# Material for this exercise:
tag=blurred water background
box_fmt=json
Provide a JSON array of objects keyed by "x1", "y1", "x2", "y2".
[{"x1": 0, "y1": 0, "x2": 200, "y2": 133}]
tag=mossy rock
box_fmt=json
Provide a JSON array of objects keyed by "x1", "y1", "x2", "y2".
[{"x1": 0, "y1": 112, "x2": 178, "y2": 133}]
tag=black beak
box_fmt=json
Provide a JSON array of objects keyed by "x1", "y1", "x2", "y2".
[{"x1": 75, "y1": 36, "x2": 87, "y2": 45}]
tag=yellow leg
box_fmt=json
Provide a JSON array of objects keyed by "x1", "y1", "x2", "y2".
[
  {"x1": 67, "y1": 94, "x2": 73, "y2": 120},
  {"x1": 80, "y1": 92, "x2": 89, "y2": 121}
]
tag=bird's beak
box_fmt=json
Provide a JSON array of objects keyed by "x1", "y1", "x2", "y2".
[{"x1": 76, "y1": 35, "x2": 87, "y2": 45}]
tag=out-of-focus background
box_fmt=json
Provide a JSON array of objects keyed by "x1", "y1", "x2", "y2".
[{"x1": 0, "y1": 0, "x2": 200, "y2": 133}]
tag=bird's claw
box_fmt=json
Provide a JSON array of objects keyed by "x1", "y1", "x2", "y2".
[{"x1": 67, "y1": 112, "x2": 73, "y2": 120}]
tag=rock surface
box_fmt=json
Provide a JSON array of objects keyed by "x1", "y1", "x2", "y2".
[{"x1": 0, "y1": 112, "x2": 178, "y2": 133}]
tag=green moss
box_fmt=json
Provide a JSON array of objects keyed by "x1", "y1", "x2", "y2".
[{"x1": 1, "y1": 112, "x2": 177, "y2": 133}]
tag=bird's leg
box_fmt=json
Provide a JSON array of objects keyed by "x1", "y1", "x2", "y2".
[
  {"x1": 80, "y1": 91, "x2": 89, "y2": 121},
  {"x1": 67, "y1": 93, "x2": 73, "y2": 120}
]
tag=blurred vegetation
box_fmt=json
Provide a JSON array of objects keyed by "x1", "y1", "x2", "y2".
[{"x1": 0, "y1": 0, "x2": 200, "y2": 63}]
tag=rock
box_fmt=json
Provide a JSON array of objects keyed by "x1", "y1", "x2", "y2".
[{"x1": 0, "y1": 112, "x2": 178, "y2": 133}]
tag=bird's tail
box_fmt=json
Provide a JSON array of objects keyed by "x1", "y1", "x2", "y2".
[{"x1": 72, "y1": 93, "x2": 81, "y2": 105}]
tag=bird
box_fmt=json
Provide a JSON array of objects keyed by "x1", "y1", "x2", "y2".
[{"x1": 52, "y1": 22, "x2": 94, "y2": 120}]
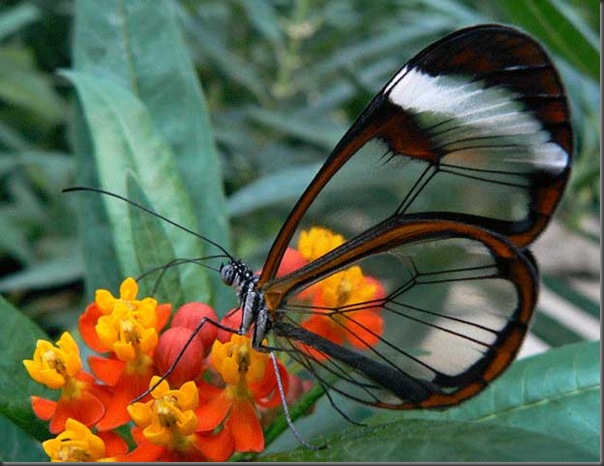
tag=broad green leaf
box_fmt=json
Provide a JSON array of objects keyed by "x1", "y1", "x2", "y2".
[
  {"x1": 74, "y1": 0, "x2": 230, "y2": 312},
  {"x1": 228, "y1": 164, "x2": 321, "y2": 216},
  {"x1": 0, "y1": 415, "x2": 48, "y2": 463},
  {"x1": 499, "y1": 0, "x2": 600, "y2": 81},
  {"x1": 0, "y1": 48, "x2": 65, "y2": 124},
  {"x1": 127, "y1": 177, "x2": 185, "y2": 303},
  {"x1": 0, "y1": 296, "x2": 56, "y2": 443},
  {"x1": 65, "y1": 72, "x2": 210, "y2": 304},
  {"x1": 372, "y1": 341, "x2": 600, "y2": 456},
  {"x1": 0, "y1": 254, "x2": 83, "y2": 292},
  {"x1": 0, "y1": 3, "x2": 40, "y2": 40},
  {"x1": 259, "y1": 419, "x2": 599, "y2": 463}
]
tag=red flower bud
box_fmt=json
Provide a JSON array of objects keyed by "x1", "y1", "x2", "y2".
[
  {"x1": 216, "y1": 309, "x2": 241, "y2": 343},
  {"x1": 171, "y1": 301, "x2": 218, "y2": 356},
  {"x1": 153, "y1": 327, "x2": 205, "y2": 388}
]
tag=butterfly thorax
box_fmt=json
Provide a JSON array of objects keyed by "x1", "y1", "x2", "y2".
[{"x1": 220, "y1": 259, "x2": 270, "y2": 349}]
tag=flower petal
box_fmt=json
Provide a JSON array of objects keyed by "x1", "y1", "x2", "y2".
[
  {"x1": 195, "y1": 391, "x2": 231, "y2": 432},
  {"x1": 31, "y1": 395, "x2": 57, "y2": 421},
  {"x1": 88, "y1": 356, "x2": 126, "y2": 386},
  {"x1": 226, "y1": 400, "x2": 264, "y2": 452},
  {"x1": 193, "y1": 428, "x2": 235, "y2": 462}
]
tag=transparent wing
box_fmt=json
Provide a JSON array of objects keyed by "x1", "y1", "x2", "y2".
[
  {"x1": 260, "y1": 25, "x2": 572, "y2": 285},
  {"x1": 266, "y1": 215, "x2": 537, "y2": 408}
]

# Your goal:
Reproduce the records word for word, starting with the line containing "tag=flower petal" and continuing through the last line of the records.

# Full response:
tag=flower petal
box_fmt=json
Provide a JSON array of objects keyed by "x1", "y1", "x2", "y2".
[
  {"x1": 195, "y1": 391, "x2": 231, "y2": 432},
  {"x1": 31, "y1": 395, "x2": 57, "y2": 421},
  {"x1": 88, "y1": 356, "x2": 126, "y2": 386},
  {"x1": 226, "y1": 400, "x2": 264, "y2": 452},
  {"x1": 193, "y1": 428, "x2": 235, "y2": 462}
]
tag=transparent wing
box_fmt=json
Provide a JSON array of objects keyed by "x1", "y1", "x2", "y2".
[
  {"x1": 260, "y1": 25, "x2": 572, "y2": 285},
  {"x1": 266, "y1": 215, "x2": 537, "y2": 408}
]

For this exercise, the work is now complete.